Give back exactly the lines from the one holding "child's arm, imagine" to the last line of the entries, both included, and nothing more.

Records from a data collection
════════════════════

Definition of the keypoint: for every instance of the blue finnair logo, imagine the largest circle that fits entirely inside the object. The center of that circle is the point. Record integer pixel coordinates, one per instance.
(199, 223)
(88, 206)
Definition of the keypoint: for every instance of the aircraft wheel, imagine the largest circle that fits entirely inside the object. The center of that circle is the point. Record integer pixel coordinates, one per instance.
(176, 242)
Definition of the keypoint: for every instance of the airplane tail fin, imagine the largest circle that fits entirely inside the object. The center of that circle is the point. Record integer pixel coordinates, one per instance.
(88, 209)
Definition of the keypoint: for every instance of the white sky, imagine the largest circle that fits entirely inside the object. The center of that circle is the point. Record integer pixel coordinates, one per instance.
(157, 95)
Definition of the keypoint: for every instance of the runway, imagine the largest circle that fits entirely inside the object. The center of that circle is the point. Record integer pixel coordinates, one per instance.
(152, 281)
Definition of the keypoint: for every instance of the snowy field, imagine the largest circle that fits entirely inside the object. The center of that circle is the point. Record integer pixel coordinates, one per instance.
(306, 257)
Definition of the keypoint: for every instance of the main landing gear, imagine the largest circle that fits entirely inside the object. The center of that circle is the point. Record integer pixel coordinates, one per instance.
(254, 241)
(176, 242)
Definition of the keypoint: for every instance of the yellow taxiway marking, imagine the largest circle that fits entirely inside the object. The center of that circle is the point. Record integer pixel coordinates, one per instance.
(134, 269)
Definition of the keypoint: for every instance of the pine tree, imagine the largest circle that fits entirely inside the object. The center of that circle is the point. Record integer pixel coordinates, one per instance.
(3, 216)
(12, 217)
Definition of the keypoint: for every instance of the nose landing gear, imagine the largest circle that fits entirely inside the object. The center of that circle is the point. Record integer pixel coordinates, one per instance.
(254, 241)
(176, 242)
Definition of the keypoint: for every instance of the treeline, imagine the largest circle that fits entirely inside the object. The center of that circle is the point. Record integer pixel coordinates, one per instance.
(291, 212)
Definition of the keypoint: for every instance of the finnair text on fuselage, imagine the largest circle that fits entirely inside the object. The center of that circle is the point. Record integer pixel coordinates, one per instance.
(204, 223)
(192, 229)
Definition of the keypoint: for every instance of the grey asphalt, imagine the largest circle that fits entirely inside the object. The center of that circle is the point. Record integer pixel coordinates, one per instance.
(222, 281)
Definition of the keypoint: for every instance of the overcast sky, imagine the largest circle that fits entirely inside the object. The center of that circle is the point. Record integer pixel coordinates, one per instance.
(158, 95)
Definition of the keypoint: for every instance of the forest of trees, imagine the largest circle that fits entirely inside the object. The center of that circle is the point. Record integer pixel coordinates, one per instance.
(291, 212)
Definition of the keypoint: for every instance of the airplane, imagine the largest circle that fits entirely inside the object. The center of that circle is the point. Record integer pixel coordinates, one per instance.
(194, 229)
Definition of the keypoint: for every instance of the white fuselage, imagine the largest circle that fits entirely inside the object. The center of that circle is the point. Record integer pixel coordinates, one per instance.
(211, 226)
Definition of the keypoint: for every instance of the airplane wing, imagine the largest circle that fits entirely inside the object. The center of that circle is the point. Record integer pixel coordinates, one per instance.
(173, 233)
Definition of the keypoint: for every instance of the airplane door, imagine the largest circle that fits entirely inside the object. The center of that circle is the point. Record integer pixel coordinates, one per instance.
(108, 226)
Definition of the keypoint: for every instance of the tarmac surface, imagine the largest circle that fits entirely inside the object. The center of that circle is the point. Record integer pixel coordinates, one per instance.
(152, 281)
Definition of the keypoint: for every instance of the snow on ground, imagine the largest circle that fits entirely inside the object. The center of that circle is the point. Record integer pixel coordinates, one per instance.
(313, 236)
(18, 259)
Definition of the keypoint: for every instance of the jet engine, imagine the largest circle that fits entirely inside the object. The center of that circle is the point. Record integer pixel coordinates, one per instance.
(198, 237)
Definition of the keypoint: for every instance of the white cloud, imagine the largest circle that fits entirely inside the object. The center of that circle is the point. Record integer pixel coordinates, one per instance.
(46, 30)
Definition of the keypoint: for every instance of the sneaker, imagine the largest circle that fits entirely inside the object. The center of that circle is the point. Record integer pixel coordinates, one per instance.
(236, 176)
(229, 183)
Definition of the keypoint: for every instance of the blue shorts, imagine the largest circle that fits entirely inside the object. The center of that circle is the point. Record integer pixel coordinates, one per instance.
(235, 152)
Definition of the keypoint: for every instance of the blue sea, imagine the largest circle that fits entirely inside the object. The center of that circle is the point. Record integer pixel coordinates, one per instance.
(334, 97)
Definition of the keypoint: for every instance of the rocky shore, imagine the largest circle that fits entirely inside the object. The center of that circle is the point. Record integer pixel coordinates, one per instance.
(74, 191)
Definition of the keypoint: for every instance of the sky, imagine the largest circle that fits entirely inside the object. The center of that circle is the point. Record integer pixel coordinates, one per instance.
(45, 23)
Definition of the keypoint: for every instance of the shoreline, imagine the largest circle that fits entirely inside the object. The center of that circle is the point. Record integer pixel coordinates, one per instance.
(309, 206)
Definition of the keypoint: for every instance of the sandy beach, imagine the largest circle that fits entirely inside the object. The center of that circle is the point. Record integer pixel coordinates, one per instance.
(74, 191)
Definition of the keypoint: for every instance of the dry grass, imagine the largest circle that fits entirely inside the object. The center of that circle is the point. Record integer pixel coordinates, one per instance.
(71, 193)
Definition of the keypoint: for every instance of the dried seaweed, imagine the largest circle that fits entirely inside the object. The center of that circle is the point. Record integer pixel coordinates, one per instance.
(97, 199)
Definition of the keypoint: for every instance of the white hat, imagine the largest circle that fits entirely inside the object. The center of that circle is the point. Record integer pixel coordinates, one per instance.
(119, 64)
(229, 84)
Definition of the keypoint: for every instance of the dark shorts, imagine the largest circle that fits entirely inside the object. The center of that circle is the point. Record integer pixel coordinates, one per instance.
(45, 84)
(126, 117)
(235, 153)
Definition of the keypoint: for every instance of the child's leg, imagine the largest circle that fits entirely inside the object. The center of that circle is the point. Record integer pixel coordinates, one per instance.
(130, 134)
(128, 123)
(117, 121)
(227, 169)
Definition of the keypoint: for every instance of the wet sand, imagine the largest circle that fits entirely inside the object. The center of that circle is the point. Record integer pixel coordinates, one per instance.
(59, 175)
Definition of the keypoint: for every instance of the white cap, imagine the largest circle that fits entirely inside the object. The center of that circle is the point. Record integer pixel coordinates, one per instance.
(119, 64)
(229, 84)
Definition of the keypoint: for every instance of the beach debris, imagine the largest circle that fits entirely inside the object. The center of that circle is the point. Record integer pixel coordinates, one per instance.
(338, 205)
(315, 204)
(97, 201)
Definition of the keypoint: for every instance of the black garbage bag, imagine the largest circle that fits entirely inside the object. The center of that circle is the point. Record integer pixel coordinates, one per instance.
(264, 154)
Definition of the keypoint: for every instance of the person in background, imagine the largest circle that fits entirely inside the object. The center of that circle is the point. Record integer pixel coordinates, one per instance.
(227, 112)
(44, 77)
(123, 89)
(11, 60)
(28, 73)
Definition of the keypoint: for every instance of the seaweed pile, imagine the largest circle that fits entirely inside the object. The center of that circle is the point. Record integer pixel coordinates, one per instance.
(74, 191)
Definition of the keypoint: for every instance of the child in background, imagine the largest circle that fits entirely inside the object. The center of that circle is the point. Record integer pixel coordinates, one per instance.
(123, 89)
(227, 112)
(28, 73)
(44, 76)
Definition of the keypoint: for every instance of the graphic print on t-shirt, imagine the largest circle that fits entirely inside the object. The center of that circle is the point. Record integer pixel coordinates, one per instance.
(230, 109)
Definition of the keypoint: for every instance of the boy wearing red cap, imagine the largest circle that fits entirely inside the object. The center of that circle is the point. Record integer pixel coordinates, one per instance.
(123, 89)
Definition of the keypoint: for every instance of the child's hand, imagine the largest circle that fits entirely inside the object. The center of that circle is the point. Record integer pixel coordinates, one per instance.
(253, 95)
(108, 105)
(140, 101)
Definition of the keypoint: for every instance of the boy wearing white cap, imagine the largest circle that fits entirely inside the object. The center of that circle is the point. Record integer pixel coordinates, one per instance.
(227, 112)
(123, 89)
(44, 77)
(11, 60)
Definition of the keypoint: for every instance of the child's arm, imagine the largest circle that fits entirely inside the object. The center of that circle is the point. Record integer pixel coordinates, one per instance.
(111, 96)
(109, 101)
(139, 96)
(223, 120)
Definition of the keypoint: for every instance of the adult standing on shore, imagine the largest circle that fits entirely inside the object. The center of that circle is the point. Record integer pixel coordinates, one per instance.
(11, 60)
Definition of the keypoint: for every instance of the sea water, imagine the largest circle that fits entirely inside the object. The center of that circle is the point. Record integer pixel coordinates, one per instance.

════════════════════

__Answer to the exercise__:
Definition of the keypoint: for every instance of the child's arm, imagine the largest circle that fits entirely inside the object. The center of that circle is the point. Record integer pixel coordinates, one per instance.
(111, 96)
(109, 101)
(139, 96)
(223, 120)
Definition of the keypoint: for every instance of the adult standing on shore, imagine the largest circle that fits entirely inside the object. The center of that circle is the point. Record integer pixel coordinates, one per instance.
(11, 60)
Definition of the keypoint: for every instance of the sea water, imagine the largest circle that fits entirely inside the object. The center of that circle is the point. Record integer pixel coordinates, one per instance.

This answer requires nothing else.